* [WORK TO BE COMPLETED]
Nothing but the lines from the one that contains "ground, that would be most helpful." through the end of the listing should appear, set down exactly.
--- Start of DATASET RECORDS ---
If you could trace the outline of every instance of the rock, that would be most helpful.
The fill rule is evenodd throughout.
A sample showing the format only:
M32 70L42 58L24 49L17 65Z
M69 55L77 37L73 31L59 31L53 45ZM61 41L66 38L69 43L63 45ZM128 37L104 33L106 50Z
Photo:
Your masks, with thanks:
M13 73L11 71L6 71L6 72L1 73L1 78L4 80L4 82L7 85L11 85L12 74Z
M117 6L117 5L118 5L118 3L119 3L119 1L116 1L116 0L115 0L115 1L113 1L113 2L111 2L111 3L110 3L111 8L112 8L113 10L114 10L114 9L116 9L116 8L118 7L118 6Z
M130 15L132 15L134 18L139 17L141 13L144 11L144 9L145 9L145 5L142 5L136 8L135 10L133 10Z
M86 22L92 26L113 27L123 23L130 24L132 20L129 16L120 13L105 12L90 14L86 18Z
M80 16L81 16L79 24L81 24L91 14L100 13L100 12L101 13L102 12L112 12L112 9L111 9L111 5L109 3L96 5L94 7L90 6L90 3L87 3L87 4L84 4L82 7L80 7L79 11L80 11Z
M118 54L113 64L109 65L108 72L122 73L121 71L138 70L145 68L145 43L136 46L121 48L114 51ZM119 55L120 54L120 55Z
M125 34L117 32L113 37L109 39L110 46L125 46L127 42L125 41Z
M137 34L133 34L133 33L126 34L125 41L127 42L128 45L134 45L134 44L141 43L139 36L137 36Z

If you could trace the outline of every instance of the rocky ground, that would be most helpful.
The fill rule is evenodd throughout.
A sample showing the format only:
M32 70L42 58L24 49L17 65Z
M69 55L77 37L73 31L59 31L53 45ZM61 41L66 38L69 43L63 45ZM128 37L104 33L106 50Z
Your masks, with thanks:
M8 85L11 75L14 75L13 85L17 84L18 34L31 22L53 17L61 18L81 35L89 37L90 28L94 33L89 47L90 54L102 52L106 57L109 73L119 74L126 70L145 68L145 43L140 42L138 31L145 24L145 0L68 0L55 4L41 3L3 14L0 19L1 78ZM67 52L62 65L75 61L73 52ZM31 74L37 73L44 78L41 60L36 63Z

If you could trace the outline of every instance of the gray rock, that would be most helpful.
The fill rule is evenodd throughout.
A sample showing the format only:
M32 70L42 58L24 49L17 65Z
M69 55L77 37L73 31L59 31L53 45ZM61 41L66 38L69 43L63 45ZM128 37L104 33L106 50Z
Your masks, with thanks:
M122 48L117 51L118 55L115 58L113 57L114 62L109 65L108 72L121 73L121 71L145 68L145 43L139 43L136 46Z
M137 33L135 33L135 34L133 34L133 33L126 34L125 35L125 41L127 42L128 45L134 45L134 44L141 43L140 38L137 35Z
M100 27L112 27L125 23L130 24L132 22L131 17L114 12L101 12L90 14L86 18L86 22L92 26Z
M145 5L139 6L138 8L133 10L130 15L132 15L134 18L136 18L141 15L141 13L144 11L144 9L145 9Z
--- End of DATASET RECORDS ---
* [ANSWER TO THE TASK]
If you could trace the outline of every instance of the rocky ground, that would be most helpful.
The fill rule is evenodd throughout.
A sample showing the format only:
M32 70L42 58L24 49L17 65Z
M69 55L77 37L73 31L59 31L53 45ZM61 41L66 38L69 43L63 45ZM128 37L104 33L106 50Z
Your masks, with thanks:
M8 85L11 75L14 75L13 85L17 84L18 34L31 22L53 17L61 18L81 35L89 37L90 28L94 33L89 47L90 54L102 52L106 57L109 73L119 74L126 70L145 68L145 43L140 42L138 31L145 24L145 0L68 0L55 4L41 3L3 14L0 19L1 78ZM67 52L62 65L75 61L73 52ZM31 74L37 73L44 78L41 60L36 63Z

If you could trace the outline of every instance of the gray rock, that would be most helpful.
The fill rule is evenodd throughout.
A sample showing the format only:
M32 70L42 58L24 49L17 65Z
M69 55L77 37L73 31L59 31L53 45ZM61 41L66 38L69 43L63 45ZM128 37L104 33L106 50Z
Your masks, with thanks:
M122 48L117 51L118 55L115 58L113 57L114 62L109 65L108 72L121 73L121 71L145 68L145 43L139 43L136 46Z
M137 33L135 33L135 34L133 34L133 33L126 34L125 35L125 41L127 42L128 45L134 45L134 44L141 43L140 38L137 35Z
M100 27L112 27L125 23L130 24L132 22L131 17L114 12L101 12L90 14L86 18L86 22L92 26Z
M145 5L139 6L138 8L133 10L130 15L132 15L134 18L136 18L141 15L141 13L144 11L144 9L145 9Z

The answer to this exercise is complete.